Required tasks:
1) Using the passage on transmission care, explain in one to three sentences why transmission fluid levels should be checked regularly.
2) Please reproduce the passage on transmission care starting with "- Put the car" and going on through "fluid if necessary.", swapping "dipstick" for "measuring rod".

Low transmission fluid can eventually lead to damage and a costly auto transmission repair, so be sure to check the levels regularly.
Not sure how to check transmission fluid?
- Always check fluid when it is hot. It is best to do it after you have been driving for a while.
- The car must be running.
- Put the car in park.
- Make sure the car is on a level surface.
- Open transmission fluid cap, pull the dipstick out and wipe it with a cloth or towel.
- Reinsert the dipstick and pull it out again, reading the level on the stick.
- Add fluid if necessary.
2. Check the color and smell of the transmission fluid. When you are checking the level, also examine the color and smell of the fluid. If it looks dirty or smells burnt, have the system flushed and inspected by a professional.
3. Check the filter. A plugged or clogged filter can be the cause of many common transmission problems. Try replacing it first before agreeing to any major auto transmission repair.

[Data excerpts]
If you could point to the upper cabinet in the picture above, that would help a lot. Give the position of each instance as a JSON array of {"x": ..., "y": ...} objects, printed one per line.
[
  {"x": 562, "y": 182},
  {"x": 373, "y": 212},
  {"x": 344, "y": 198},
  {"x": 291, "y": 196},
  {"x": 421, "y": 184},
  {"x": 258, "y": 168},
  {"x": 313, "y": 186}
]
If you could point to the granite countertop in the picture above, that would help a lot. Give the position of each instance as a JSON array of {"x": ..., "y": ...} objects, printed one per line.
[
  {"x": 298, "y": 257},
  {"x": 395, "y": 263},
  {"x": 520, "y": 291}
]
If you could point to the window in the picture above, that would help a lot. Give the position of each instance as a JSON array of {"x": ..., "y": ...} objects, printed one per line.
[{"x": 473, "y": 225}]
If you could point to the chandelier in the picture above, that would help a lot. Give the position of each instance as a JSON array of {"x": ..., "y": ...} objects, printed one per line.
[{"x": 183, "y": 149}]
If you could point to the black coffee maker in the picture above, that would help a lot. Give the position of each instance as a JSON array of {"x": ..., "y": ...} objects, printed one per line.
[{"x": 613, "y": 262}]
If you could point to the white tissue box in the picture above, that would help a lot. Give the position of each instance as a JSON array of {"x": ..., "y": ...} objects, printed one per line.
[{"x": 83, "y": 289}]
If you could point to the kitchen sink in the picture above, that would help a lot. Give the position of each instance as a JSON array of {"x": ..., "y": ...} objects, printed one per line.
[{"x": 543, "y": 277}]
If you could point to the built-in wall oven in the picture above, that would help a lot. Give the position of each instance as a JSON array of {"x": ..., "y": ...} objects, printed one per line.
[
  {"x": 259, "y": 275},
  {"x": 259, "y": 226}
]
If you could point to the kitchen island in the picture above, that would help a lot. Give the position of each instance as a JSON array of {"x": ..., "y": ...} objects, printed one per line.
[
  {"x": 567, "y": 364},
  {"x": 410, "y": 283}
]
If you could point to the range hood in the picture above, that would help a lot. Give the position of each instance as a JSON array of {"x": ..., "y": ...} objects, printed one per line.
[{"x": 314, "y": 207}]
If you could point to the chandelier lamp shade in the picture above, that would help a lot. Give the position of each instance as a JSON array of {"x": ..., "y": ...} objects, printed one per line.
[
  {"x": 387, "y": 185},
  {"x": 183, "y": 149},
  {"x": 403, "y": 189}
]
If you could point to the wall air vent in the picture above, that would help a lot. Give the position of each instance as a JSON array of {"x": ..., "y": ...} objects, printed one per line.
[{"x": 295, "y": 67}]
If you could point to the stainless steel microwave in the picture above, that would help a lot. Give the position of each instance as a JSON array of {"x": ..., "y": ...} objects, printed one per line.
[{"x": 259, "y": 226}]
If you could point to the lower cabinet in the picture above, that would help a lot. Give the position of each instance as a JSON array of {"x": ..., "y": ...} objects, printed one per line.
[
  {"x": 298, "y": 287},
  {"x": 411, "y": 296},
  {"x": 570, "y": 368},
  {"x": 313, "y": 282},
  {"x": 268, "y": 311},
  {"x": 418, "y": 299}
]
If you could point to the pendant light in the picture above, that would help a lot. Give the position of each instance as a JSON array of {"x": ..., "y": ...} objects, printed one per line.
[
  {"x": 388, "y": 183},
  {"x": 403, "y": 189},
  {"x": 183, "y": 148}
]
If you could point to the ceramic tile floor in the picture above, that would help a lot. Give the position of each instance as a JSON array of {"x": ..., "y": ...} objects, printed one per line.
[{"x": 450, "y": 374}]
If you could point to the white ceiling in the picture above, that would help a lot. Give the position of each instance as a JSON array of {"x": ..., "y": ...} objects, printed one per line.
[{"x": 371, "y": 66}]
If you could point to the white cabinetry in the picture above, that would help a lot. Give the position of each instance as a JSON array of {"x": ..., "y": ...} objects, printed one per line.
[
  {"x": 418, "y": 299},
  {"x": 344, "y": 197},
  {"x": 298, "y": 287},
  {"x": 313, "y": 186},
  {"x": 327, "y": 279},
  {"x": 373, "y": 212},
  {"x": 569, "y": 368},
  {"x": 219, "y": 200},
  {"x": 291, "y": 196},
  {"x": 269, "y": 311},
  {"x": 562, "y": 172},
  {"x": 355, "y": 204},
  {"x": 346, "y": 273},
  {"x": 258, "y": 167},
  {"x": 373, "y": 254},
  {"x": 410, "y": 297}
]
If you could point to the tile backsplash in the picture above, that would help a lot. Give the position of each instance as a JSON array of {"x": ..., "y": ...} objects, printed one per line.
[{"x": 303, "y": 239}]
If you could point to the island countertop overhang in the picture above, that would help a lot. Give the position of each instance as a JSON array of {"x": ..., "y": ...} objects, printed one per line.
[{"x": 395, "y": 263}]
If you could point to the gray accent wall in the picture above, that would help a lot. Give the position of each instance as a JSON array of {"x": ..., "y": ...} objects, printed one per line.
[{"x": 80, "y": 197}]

Answer section:
1) Transmission fluid levels should be checked regularly because low fluid can eventually lead to damage and a costly auto transmission repair.

2)
- Put the car in park.
- Make sure the car is on a level surface.
- Open transmission fluid cap, pull the measuring rod out and wipe it with a cloth or towel.
- Reinsert the measuring rod and pull it out again, reading the level on the stick.
- Add fluid if necessary.